┌────────

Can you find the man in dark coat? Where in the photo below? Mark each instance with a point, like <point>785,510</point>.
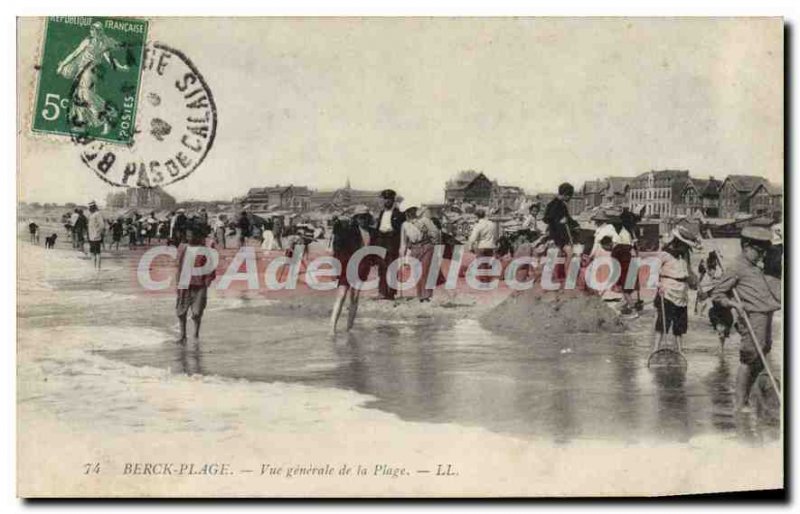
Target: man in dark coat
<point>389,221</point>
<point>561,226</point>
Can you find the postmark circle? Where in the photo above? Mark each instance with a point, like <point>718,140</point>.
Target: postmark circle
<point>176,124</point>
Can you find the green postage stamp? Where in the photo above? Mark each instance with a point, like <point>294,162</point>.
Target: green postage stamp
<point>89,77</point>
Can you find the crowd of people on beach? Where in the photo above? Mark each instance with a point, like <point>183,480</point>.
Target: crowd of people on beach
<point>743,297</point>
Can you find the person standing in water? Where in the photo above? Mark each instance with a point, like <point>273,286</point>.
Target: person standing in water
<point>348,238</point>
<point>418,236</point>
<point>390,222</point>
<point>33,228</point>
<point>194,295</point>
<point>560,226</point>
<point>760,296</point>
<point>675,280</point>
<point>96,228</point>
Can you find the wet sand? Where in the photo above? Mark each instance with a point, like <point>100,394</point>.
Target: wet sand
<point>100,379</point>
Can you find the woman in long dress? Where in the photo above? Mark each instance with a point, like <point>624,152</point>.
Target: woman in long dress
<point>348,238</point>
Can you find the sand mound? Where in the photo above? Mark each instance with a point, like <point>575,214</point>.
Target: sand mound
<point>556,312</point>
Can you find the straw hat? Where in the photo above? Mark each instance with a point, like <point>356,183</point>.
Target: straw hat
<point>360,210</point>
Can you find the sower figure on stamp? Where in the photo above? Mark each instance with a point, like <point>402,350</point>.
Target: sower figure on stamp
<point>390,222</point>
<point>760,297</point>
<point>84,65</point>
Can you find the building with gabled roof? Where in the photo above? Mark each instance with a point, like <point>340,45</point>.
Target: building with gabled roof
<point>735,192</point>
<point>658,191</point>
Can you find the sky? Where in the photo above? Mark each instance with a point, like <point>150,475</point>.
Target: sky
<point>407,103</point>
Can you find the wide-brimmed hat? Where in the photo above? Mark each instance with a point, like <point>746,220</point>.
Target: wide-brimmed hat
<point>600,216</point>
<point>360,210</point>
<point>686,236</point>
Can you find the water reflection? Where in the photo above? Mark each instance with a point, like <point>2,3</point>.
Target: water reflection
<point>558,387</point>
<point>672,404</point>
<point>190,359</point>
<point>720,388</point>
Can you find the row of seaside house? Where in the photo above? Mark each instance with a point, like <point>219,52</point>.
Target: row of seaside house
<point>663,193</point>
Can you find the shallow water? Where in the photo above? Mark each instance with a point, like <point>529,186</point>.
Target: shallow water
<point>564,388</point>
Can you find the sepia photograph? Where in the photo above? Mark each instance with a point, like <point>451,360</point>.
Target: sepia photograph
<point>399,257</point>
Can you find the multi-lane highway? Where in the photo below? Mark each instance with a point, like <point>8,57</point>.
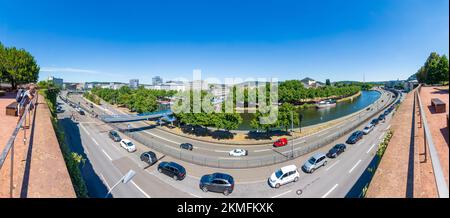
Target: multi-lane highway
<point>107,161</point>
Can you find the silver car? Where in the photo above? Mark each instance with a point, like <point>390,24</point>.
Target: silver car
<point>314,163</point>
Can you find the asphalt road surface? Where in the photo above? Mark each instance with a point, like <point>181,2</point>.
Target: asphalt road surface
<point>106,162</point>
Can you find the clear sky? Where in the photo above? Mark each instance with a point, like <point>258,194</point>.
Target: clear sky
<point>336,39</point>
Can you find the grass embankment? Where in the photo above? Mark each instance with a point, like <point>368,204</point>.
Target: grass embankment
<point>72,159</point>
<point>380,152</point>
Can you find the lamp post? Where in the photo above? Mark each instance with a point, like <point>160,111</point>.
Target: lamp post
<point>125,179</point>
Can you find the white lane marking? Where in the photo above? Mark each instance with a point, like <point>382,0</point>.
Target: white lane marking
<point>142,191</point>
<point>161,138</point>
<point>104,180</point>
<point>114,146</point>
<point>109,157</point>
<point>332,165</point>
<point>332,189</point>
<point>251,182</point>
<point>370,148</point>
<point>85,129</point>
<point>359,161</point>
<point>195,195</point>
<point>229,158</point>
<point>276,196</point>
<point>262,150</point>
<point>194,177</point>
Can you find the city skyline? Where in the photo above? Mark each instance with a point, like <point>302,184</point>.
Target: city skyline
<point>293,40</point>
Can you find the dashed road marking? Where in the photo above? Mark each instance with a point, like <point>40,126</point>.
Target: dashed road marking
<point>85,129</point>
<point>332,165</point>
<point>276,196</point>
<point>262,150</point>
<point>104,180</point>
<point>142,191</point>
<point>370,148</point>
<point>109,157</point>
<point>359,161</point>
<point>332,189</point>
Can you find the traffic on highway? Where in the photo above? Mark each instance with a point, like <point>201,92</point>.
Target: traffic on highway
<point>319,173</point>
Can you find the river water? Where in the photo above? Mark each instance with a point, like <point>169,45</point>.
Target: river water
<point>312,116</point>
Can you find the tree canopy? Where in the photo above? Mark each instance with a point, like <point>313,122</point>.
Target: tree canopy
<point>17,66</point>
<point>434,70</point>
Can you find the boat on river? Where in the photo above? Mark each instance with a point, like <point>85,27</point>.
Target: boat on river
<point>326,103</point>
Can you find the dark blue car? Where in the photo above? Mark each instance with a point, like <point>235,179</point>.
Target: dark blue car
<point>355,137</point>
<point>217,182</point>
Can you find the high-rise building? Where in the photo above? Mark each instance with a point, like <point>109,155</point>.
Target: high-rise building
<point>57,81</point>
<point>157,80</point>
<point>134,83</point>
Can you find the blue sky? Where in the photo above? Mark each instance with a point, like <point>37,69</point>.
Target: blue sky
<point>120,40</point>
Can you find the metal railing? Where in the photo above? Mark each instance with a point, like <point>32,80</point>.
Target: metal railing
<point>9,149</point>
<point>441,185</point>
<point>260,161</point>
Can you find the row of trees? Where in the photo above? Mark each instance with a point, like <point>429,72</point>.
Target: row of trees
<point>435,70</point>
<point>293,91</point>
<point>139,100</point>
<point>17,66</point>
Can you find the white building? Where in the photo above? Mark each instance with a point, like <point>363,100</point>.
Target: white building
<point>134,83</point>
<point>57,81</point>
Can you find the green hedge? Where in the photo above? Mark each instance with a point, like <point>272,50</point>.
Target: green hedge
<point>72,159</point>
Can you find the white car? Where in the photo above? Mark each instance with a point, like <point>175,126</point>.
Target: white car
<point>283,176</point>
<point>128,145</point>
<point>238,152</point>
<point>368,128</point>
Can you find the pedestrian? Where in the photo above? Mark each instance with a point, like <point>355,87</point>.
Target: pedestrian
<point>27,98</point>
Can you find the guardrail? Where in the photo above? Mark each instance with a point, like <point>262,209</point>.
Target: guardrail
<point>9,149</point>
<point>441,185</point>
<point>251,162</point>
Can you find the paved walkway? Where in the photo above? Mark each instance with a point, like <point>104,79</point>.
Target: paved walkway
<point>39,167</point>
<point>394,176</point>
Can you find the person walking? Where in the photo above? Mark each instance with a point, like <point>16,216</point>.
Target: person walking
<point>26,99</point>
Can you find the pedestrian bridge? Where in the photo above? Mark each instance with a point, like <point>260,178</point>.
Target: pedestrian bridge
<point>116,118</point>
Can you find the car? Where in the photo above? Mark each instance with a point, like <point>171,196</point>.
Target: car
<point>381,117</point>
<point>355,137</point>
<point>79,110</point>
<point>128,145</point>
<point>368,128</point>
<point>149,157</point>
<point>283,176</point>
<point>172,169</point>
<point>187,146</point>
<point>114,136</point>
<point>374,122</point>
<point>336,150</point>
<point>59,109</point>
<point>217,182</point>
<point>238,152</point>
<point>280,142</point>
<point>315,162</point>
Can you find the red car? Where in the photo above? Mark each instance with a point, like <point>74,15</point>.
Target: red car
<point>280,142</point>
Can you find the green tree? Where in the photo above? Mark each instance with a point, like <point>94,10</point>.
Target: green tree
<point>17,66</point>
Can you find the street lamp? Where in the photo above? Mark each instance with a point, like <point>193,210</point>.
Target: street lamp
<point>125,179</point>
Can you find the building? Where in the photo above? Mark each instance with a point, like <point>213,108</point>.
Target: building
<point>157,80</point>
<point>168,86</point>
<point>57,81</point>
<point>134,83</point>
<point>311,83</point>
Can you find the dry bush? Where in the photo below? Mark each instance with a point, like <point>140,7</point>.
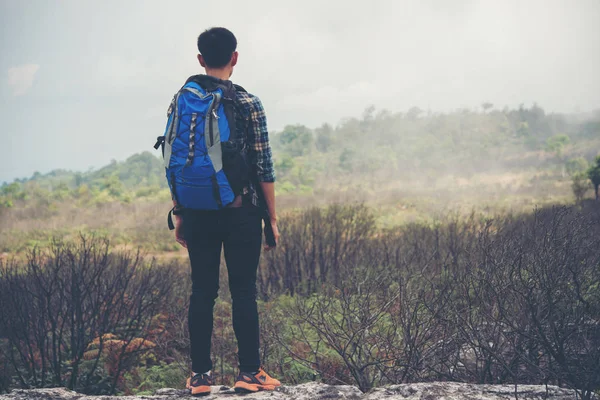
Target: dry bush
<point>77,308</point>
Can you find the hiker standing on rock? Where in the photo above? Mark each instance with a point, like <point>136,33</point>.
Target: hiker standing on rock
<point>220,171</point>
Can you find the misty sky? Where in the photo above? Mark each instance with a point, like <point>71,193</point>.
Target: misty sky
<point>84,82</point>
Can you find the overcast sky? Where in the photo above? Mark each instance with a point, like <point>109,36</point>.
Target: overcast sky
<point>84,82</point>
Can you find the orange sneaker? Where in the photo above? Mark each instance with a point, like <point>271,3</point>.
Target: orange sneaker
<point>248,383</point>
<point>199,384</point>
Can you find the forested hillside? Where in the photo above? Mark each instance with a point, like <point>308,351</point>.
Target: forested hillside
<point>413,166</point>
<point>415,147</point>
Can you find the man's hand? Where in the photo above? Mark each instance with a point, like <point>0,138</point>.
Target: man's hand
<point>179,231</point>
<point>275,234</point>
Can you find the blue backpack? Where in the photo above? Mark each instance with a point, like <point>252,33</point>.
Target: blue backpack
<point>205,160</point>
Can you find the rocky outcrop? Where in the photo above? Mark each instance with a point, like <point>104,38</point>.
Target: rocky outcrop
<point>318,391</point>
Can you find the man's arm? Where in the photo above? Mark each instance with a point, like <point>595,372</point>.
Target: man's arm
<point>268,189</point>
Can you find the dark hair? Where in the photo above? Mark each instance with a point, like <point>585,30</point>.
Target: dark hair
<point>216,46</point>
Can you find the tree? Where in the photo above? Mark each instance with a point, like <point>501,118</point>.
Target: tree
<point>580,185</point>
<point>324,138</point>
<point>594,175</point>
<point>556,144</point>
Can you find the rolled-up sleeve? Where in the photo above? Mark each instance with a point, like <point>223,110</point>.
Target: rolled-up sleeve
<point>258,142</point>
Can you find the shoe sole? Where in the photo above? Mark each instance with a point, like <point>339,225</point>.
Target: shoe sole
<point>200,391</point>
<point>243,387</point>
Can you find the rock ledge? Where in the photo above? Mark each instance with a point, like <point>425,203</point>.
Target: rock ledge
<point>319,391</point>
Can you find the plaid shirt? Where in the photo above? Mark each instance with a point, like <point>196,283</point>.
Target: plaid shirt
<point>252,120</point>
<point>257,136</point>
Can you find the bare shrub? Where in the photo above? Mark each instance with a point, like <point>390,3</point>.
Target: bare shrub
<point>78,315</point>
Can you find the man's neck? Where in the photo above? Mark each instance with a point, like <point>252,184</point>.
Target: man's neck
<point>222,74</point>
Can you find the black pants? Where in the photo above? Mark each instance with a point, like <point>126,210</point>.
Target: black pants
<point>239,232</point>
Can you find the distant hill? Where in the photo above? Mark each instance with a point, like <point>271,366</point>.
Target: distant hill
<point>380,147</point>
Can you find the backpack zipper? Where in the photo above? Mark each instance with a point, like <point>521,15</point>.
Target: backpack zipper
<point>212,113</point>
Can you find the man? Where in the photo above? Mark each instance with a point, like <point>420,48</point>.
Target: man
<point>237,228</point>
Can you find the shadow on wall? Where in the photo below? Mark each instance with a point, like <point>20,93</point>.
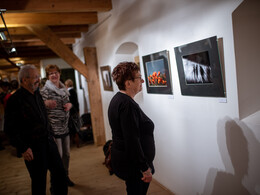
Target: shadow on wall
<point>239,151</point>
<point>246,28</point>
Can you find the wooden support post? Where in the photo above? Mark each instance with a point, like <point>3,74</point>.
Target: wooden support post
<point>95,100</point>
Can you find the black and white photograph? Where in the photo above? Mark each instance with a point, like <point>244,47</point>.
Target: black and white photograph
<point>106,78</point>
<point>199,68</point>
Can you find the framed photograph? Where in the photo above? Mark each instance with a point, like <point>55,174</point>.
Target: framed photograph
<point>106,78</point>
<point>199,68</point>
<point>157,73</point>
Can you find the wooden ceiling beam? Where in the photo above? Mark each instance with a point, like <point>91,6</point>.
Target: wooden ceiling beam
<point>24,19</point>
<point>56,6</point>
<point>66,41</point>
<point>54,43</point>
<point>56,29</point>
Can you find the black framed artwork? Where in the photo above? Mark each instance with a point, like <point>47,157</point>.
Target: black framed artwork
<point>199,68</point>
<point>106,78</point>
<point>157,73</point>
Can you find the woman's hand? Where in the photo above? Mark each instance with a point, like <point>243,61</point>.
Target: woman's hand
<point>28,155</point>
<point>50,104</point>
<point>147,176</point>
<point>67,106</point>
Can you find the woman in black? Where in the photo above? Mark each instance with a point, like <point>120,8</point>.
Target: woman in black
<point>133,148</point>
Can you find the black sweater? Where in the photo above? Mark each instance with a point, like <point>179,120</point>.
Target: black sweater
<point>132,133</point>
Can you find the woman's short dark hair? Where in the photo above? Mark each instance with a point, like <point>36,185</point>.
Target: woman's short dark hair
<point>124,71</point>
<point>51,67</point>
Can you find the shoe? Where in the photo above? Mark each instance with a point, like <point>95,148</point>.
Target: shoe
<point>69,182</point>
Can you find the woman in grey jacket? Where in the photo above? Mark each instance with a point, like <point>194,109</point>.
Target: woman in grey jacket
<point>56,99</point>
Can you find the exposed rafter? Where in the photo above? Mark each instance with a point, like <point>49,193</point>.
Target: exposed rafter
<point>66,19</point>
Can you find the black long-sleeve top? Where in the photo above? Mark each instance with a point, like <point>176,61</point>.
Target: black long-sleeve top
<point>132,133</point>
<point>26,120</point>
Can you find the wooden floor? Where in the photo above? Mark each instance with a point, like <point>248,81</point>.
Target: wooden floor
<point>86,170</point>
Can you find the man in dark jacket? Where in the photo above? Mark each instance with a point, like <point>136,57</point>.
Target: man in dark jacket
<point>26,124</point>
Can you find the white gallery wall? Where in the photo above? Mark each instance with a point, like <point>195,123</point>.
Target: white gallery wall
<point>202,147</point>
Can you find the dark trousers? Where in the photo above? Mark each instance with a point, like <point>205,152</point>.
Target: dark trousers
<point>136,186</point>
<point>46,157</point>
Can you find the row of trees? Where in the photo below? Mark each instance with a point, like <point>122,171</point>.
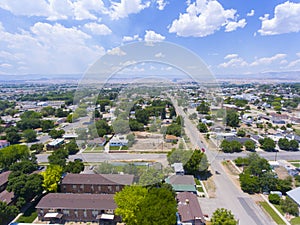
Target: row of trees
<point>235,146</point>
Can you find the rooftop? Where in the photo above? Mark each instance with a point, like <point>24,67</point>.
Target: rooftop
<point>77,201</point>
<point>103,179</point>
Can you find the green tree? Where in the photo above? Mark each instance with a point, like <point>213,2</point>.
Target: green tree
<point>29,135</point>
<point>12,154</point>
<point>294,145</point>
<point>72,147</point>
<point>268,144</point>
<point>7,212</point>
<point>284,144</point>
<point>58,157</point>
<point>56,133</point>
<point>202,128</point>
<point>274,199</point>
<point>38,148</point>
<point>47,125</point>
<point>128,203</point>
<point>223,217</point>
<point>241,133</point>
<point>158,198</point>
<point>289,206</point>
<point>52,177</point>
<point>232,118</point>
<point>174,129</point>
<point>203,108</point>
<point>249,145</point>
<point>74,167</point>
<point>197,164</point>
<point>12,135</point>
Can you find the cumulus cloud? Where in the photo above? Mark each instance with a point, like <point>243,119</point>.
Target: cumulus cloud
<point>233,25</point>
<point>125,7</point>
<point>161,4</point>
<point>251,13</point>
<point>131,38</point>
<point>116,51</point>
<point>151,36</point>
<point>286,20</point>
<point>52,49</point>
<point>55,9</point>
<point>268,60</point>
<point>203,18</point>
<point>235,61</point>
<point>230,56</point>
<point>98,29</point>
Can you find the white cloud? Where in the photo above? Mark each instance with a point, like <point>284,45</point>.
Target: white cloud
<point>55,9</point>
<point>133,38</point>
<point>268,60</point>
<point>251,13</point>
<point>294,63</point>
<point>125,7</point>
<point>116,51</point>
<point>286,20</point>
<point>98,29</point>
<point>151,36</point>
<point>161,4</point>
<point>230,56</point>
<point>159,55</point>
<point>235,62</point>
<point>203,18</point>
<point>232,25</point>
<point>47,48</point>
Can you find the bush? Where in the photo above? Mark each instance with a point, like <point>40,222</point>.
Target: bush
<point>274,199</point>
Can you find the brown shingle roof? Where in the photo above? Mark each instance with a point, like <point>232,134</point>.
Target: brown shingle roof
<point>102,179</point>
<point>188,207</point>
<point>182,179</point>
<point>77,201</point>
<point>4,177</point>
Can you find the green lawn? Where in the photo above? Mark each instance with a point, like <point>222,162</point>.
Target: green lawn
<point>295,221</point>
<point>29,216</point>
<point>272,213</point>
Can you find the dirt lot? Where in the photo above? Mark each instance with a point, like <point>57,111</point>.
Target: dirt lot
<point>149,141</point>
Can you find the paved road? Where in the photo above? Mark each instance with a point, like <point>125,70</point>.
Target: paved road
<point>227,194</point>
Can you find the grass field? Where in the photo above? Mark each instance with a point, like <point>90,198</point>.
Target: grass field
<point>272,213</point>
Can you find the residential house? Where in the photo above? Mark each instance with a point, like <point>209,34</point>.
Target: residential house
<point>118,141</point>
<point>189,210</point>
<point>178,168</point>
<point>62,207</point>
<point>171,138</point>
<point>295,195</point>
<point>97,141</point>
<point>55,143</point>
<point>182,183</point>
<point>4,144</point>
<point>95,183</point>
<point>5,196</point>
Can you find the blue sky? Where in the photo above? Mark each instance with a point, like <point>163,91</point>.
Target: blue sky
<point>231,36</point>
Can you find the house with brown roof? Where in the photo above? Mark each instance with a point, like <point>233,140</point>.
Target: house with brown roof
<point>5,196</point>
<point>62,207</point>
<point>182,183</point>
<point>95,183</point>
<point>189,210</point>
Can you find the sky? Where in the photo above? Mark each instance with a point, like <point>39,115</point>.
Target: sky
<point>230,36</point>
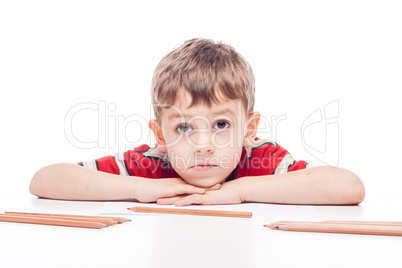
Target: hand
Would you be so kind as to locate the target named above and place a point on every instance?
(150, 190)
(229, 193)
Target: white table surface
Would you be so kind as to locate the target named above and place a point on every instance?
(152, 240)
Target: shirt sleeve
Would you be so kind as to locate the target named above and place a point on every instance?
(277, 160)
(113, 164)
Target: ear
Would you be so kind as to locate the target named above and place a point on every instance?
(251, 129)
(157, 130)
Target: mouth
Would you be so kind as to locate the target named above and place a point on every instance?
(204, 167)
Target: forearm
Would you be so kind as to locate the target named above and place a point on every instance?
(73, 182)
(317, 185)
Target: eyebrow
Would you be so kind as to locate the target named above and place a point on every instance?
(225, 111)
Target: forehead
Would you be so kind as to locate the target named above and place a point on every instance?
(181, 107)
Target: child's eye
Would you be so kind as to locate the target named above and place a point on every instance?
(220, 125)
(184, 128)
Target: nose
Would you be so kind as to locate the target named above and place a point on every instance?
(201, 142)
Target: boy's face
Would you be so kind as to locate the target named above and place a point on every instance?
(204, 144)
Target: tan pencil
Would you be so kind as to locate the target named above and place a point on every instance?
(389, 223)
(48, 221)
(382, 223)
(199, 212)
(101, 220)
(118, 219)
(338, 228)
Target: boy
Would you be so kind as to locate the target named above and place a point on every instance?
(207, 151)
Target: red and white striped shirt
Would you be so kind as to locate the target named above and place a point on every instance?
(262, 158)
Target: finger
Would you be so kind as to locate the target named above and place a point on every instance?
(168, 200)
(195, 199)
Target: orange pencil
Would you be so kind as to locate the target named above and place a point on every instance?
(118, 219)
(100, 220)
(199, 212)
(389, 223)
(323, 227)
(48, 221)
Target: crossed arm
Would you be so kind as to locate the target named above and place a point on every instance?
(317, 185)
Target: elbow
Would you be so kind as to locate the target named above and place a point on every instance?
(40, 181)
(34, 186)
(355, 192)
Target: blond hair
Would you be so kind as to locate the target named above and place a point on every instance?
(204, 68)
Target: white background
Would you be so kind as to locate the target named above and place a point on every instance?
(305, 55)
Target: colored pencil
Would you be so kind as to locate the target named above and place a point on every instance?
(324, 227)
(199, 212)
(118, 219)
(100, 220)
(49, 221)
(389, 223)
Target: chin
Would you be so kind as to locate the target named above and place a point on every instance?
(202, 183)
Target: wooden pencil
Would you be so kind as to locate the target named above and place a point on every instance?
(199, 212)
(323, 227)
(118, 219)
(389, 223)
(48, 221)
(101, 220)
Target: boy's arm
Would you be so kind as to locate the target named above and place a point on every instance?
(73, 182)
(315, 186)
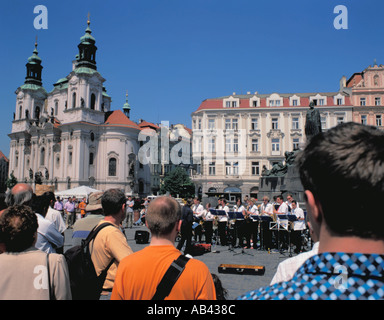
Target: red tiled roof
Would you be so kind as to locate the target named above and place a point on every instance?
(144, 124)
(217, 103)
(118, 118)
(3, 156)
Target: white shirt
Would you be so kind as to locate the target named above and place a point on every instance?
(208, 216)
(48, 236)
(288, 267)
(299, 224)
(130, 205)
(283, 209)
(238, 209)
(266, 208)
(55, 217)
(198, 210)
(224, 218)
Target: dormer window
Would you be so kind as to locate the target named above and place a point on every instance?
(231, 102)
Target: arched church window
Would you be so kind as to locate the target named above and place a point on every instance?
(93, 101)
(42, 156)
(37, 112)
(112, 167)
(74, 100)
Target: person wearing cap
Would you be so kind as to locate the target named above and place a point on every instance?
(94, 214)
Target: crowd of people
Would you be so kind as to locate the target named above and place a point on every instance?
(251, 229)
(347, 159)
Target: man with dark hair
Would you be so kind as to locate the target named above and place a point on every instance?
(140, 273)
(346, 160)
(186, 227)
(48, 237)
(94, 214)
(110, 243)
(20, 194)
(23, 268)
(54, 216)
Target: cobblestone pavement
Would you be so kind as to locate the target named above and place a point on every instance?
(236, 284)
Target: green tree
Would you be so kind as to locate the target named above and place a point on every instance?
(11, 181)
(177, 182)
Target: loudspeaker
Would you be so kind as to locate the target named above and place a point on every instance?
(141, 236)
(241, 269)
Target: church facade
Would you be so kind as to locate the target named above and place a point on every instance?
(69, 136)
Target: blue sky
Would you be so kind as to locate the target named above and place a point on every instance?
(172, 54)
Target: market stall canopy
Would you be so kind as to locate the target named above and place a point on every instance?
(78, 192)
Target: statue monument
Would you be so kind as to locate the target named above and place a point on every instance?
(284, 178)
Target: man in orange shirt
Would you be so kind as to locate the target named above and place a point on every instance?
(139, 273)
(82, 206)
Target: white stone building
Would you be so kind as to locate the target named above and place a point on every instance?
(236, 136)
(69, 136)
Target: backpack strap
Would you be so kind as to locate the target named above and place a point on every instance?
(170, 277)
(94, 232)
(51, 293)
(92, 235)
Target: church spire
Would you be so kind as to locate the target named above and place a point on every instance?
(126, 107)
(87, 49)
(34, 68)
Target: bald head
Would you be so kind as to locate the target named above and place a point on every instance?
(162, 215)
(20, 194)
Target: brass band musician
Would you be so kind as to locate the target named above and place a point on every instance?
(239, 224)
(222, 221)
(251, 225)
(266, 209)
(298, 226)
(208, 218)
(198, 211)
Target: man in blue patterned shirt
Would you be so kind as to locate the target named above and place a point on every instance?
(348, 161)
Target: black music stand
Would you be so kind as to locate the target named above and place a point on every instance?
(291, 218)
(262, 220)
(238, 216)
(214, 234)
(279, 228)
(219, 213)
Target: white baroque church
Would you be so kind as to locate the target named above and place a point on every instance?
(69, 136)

└────────

## TASK REQUIREMENTS
Across all the entries, count the lines that contain the string "church", and give that number without anything else.

## EXERCISE ANSWER
4